== Given problem ==
Transcribe the passage of the sampling-rate discussion that begins at the words "Ooh careful there" and stops after the words "consumer audio market.".

Ooh careful there Braintree, this is quite controversial. Any improvement to your sampling rate is an improvement to the amount of quantization error in your A/D conversion. 48khz is regarded as the pro standard used by almost any audio engineer you talk to. 44.1khz is only done in the mastering stage to align with CD-quality standard that has been put in place in the consumer audio market.

 

I agree 44.1khz does work just fine, but you can't argue that 44.8khz isn't better. And it's a best practice to always work in 48/24 if you can help it.

Massive thread derailment alert:

 

I'm sorry, but I don't agree with this at all - yes it is massively controversial. To begin with, quantisation error is dependent on bits per sample, not sampling frequency. So 24 bits over 16 bits is a good thing, yadayada.

 

Increasing sampling rate is good for several reasons, but really with today's technology, 44.1kHz is still viable more than ever and used by many in pro situations. If you sit down and listen to 44.1kHz even at 16bit compared to 12495348975230kHz at 24bit, there really isn't a noticeable difference on decent, well designed kit. Go check the tech. specs with high-end measurement kit and again, the difference really is negligible. Anyone experience a change in quality can be blamed on placebo effects, or poor design on the manufacturer's part.

 

48kHz is really only ever used for film/video/moving picture due to synchronisation with frame rates. DAT joined the party due to its technology being rooted in digital video. The whole 44.1k / 48k debacle is a MASSIVE unnecessary argument semi-pros are still having and from my own experiences causes a problem where it really need not, ESPECIALLY where video gets involved (ask me about the number of times I've mastered audio for picture at 48k, when in fact the end user is running digital video at 44.1k - WHY?!?!). 48k = Video. 44.1 = Audio. End of.

== Records provided ==
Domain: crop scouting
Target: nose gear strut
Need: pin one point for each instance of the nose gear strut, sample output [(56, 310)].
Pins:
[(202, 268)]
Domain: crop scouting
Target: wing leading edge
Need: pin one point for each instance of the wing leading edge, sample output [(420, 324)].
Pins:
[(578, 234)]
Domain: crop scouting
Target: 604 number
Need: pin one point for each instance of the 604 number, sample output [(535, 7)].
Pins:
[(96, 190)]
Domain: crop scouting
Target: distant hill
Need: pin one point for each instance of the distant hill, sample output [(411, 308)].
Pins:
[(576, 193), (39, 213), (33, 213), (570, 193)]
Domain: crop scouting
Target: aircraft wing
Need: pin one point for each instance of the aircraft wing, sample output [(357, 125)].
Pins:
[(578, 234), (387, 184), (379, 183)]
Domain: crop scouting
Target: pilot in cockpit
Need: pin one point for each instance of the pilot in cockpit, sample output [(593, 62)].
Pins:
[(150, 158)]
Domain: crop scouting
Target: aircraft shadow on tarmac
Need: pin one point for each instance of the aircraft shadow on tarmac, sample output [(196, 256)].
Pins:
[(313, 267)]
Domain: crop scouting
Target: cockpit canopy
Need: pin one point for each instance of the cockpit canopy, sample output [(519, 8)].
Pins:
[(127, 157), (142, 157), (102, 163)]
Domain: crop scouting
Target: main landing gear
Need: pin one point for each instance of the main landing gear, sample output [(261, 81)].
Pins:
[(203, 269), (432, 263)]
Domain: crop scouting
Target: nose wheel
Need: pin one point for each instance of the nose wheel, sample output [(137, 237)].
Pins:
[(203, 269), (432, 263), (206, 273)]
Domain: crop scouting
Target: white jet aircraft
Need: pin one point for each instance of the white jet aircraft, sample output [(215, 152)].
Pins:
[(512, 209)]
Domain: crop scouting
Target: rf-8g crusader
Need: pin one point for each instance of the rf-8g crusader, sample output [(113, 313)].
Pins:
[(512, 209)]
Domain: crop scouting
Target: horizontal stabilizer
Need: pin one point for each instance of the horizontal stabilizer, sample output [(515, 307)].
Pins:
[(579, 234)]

== Task response ==
Ooh careful there Braintree, this is quite controversial. Any improvement to your sampling rate is an improvement to the amount of quantization error in your A/D conversion. 48khz is regarded as the pro standard used by almost any audio engineer you talk to. 44.1khz is only done in the mastering stage to align with CD-quality standard that has been put in place in the consumer audio market.